= Short problem A =
In the agriculture visa factsheet, on what date did the Australian Government announce the Australian agriculture visa?
= Short problem B =
Write out the agriculture visa factsheet word for word, from "Factsheet: Australian Agriculture" up to and including "Australia’s primary industries.".

= Passage to read =

▬▬▬

Factsheet: Australian Agriculture Visa
13 September, 2021
On 23 August 2021, the Australian Government announced the Australian agriculture visa to address workforce shortages in the agriculture sector.
• The visa delivers on the Government’s commitment to put in place a broad ranging visa to support Australia’s primary industries.
• The visa will be available to skilled, semi-skilled and low-skilled workers across the broad range of agricultural industries (including meat processing), and the fishery and forestry sectors.
• To test the arrangements, a small number of countries will initially be invited to participate in the program and send workers, through bilateral agreements. Additional countries will be added over time. Initial sending countries are yet to be confirmed.
• The arrival of workers is subject to negotiations with partner countries and access to appropriate quarantine arrangements. An initial cohort of workers is expected to arrive towards the end of 2021, with increasing numbers in 2022.
• The visa is being designed in close consultation with industry and will supplement the existing Pacific Labour Scheme and Seasonal Worker Programme. These Pacific programs will remain the primary schemes for meeting agricultural workforce shortages, especially this harvest season.
• Details on application eligibility requirements, will be established through the program design process in consultation with the Australian agriculture sector.

▬▬▬

= Dataset content =
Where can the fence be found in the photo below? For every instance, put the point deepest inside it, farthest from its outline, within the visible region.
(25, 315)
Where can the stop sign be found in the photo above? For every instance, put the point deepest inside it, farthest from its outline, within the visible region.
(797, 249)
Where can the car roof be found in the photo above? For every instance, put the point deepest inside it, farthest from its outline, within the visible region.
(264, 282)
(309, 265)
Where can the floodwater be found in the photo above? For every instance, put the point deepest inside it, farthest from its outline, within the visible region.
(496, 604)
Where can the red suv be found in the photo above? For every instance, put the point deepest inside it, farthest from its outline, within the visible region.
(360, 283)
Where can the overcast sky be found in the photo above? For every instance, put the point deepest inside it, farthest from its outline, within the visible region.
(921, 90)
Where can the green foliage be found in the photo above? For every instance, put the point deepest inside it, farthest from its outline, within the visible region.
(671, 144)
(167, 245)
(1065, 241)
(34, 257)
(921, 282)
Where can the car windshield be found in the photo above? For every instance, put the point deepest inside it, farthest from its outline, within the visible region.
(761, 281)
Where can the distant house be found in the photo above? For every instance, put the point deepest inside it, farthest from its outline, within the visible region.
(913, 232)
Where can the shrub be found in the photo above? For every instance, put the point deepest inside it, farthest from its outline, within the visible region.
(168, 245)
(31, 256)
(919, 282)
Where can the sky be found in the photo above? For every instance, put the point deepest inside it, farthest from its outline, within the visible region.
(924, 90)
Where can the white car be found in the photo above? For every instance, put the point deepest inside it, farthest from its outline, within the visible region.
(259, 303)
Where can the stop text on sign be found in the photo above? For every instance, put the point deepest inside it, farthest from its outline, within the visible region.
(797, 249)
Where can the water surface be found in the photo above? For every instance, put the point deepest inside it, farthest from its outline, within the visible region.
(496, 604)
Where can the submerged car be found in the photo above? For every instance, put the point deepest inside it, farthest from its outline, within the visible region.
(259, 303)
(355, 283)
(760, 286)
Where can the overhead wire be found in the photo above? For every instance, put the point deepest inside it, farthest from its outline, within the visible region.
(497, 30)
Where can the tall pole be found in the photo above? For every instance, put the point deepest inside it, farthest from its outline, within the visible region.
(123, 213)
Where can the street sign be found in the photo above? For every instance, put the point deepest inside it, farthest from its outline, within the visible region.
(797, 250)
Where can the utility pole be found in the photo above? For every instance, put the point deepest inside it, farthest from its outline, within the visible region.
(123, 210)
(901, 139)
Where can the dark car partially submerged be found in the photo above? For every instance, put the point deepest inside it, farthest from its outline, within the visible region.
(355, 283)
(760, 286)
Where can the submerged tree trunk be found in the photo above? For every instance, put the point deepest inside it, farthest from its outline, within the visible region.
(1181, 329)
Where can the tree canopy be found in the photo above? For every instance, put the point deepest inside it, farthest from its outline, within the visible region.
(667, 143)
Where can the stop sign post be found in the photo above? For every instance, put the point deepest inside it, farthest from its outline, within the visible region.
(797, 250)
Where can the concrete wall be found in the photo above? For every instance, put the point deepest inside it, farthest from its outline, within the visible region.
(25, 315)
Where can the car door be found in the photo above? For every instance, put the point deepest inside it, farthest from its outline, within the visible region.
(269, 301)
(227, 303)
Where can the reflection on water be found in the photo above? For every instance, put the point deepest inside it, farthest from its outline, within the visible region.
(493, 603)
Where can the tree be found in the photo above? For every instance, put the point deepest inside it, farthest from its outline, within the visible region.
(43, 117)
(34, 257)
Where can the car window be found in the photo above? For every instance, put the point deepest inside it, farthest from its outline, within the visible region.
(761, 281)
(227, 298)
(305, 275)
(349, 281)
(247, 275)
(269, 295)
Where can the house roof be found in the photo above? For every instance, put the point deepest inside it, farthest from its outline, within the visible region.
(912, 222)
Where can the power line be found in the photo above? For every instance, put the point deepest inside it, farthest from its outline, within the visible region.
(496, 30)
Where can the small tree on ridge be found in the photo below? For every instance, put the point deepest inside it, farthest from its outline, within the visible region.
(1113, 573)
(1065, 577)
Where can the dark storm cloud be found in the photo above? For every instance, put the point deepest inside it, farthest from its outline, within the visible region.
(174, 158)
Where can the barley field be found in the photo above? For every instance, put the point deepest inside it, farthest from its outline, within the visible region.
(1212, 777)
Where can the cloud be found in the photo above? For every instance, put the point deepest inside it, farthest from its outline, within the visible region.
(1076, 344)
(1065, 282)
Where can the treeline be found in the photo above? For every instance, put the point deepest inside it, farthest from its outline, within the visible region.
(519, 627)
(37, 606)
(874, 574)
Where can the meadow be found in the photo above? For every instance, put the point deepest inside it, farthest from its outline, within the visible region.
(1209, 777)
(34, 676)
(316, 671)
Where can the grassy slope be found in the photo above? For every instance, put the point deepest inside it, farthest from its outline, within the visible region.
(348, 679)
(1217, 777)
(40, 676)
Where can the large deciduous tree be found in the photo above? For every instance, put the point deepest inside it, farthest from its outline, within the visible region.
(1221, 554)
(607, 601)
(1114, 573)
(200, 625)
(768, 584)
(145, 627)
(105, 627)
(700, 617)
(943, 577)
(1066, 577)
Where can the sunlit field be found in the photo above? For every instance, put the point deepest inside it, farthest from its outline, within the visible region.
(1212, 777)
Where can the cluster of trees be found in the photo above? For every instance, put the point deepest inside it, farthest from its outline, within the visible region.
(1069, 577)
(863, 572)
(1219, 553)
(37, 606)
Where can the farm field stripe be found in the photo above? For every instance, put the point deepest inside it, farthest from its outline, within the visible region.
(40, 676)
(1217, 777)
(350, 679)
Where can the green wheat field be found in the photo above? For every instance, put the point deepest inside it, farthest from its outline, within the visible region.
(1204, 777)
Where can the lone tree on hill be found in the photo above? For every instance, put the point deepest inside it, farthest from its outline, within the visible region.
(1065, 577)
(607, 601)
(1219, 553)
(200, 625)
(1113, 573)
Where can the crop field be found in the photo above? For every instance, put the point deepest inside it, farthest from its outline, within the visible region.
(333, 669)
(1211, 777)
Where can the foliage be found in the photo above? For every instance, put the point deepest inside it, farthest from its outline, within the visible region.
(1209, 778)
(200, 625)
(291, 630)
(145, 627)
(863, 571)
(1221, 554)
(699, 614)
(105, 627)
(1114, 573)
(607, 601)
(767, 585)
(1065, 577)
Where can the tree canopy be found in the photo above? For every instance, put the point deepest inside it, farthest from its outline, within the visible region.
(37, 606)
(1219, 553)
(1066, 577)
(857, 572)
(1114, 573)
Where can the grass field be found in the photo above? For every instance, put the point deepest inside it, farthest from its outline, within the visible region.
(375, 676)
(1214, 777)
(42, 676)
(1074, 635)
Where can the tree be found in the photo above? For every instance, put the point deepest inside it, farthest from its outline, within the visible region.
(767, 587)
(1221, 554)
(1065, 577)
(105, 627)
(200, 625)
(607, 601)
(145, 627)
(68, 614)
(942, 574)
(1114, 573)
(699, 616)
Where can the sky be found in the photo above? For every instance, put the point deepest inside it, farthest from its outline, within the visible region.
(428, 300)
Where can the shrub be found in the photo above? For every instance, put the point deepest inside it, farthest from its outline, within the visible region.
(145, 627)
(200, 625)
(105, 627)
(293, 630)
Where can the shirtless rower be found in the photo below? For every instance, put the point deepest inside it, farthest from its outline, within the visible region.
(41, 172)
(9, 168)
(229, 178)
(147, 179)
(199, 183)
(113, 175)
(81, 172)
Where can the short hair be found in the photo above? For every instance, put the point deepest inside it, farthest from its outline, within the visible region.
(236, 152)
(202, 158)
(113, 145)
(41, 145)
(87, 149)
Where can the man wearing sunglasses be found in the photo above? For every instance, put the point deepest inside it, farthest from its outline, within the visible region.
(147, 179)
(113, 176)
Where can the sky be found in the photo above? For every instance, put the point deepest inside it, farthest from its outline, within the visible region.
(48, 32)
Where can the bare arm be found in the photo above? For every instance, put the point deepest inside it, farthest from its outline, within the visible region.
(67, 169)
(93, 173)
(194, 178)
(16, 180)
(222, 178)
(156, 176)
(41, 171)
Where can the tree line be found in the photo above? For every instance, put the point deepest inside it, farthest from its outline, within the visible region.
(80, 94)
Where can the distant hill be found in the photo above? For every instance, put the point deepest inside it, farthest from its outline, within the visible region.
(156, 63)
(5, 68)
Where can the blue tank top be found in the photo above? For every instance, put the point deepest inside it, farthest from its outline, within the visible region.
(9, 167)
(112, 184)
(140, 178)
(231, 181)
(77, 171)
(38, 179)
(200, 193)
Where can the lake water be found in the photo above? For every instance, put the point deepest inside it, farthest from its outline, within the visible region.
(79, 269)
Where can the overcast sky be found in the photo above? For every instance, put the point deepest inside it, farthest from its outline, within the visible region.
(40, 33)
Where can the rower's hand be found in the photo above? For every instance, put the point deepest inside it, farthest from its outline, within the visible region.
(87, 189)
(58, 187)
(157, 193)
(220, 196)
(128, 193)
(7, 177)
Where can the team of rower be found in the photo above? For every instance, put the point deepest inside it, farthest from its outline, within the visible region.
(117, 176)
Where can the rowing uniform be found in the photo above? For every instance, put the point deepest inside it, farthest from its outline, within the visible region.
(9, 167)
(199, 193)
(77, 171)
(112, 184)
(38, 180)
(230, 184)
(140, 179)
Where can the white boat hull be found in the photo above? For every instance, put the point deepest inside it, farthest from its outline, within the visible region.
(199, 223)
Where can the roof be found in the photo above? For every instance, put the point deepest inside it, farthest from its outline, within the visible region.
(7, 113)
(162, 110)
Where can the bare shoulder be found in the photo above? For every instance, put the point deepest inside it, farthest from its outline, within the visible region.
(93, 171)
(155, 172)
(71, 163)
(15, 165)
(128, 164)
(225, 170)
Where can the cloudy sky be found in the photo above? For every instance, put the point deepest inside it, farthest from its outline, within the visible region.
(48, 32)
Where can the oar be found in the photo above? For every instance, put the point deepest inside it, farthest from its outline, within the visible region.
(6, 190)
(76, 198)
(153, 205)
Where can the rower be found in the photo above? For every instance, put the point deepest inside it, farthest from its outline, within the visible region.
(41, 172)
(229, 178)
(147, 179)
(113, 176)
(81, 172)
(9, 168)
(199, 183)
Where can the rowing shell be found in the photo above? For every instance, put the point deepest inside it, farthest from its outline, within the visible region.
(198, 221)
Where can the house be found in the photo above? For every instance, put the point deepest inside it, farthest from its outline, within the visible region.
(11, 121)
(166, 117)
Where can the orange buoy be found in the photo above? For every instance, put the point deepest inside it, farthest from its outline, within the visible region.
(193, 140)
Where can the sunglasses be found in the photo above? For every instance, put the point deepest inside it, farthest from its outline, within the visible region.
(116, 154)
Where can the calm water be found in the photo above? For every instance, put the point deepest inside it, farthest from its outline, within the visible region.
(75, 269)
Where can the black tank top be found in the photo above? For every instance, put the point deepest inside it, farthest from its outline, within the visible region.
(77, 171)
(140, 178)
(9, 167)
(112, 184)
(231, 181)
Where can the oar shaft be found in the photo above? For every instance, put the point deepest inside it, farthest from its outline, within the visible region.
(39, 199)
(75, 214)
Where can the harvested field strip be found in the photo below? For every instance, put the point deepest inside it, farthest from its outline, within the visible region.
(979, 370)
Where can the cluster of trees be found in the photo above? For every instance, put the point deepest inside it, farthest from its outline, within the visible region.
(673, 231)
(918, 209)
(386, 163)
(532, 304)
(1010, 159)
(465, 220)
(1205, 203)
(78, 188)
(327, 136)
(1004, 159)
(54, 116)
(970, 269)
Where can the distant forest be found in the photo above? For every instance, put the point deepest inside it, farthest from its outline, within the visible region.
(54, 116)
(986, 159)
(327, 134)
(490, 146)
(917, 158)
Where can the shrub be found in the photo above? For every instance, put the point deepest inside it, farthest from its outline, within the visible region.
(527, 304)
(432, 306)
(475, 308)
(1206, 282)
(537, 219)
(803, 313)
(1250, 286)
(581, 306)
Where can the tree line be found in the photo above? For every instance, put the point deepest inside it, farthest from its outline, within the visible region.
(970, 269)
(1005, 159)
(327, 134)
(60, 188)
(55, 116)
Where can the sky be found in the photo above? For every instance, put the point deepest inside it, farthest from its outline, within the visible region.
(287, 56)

▬▬▬

= Full response A =
23 August 2021

= Full response B =
Factsheet: Australian Agriculture Visa
13 September, 2021
On 23 August 2021, the Australian Government announced the Australian agriculture visa to address workforce shortages in the agriculture sector.
• The visa delivers on the Government’s commitment to put in place a broad ranging visa to support Australia’s primary industries.